Article:
========================================================================

// Use case
Arbitrage at the
speed of slots.
Solana price discrepancies live and die within a single slot. Subglow delivers pre-parsed swap events from every major DEX in under 5ms — so your arb bot detects and captures opportunities before the next block even confirms.
Why arbitrage needs real-time data
Solana produces a new slot roughly every 400 milliseconds. For arbitrage, that clock is everything. A price discrepancy between Raydium and Jupiter might appear in slot N and vanish by slot N+1 — giving you a window measured in hundreds of milliseconds, not seconds. Traditional RPC polling introduces 200–500ms of latency before your bot even knows a price changed. Add deserialization time and you are looking at stale data that reflects a market state that no longer exists.

========================================================================

Provided records:
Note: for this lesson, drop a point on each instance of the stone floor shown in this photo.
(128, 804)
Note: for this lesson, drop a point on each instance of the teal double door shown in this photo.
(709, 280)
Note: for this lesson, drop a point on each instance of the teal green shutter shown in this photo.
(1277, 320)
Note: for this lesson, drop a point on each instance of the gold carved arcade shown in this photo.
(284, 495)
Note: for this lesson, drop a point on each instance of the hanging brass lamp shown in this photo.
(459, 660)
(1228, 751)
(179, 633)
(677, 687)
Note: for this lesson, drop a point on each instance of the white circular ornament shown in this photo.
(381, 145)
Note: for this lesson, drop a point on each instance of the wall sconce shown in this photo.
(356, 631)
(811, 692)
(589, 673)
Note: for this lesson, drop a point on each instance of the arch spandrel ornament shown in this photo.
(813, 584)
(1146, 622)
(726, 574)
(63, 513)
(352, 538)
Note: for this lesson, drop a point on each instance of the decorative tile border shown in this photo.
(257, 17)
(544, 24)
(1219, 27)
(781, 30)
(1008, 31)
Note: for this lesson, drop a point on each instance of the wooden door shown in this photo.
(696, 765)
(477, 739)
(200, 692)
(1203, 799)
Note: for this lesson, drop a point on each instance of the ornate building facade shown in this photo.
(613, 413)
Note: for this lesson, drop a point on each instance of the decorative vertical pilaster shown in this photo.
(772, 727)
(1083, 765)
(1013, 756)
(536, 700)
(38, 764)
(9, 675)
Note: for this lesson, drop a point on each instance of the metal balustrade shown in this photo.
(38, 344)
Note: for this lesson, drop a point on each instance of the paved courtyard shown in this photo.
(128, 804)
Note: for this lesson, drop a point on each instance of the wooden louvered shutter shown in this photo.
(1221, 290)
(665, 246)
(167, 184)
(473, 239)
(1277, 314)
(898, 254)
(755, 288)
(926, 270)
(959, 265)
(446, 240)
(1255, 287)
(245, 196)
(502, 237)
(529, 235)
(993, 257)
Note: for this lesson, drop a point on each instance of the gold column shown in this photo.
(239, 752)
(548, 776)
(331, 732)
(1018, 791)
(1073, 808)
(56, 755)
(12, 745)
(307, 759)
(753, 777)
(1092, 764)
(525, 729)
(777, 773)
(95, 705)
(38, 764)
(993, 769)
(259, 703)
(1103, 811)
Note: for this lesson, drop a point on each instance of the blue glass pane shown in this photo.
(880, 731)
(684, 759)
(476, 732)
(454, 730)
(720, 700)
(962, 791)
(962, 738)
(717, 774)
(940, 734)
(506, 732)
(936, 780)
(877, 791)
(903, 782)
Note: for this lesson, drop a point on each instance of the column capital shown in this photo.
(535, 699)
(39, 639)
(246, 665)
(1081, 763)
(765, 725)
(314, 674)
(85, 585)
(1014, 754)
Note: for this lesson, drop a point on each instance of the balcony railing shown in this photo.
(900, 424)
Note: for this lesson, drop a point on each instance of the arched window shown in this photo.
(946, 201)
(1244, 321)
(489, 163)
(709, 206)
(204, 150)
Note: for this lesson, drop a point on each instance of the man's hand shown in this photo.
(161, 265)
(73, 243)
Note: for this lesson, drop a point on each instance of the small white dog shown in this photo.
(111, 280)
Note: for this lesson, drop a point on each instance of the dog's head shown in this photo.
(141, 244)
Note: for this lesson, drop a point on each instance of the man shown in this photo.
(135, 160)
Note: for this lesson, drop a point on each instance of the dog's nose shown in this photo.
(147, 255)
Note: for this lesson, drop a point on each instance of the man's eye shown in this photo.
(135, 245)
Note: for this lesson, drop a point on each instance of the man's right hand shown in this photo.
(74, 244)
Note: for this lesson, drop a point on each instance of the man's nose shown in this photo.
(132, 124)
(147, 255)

========================================================================

Stated problem A: List every proper name of a blockchain, product, or exchange that appears in the Solana arbitrage page.
Stated problem B: Carry the Solana arbitrage page forward from its final sentence.

Task result A: Solana, Subglow, Raydium, Jupiter

Task result B:
The math is unforgiving. If your detection pipeline takes 500ms and the opportunity window is 400ms, you never see it. If your pipeline takes 50ms, you see it but compete with everyone else at that latency tier. At sub-5ms delivery — the level Subglow operates at — you are seeing price movements as they propagate across DEXs, before the majority of bots even begin their polling cycle. That is the difference between capturing a discrepancy and chasing one that already closed.
Real-time gRPC streaming eliminates the poll-wait-parse loop entirely. Instead of asking "did anything change?" thousands of times per second, you receive a continuous feed of every swap, every liquidity change, and every new pool creation the instant it confirms on-chain. Your bot's decision loop starts at the earliest possible moment — and on Solana, that moment is everything.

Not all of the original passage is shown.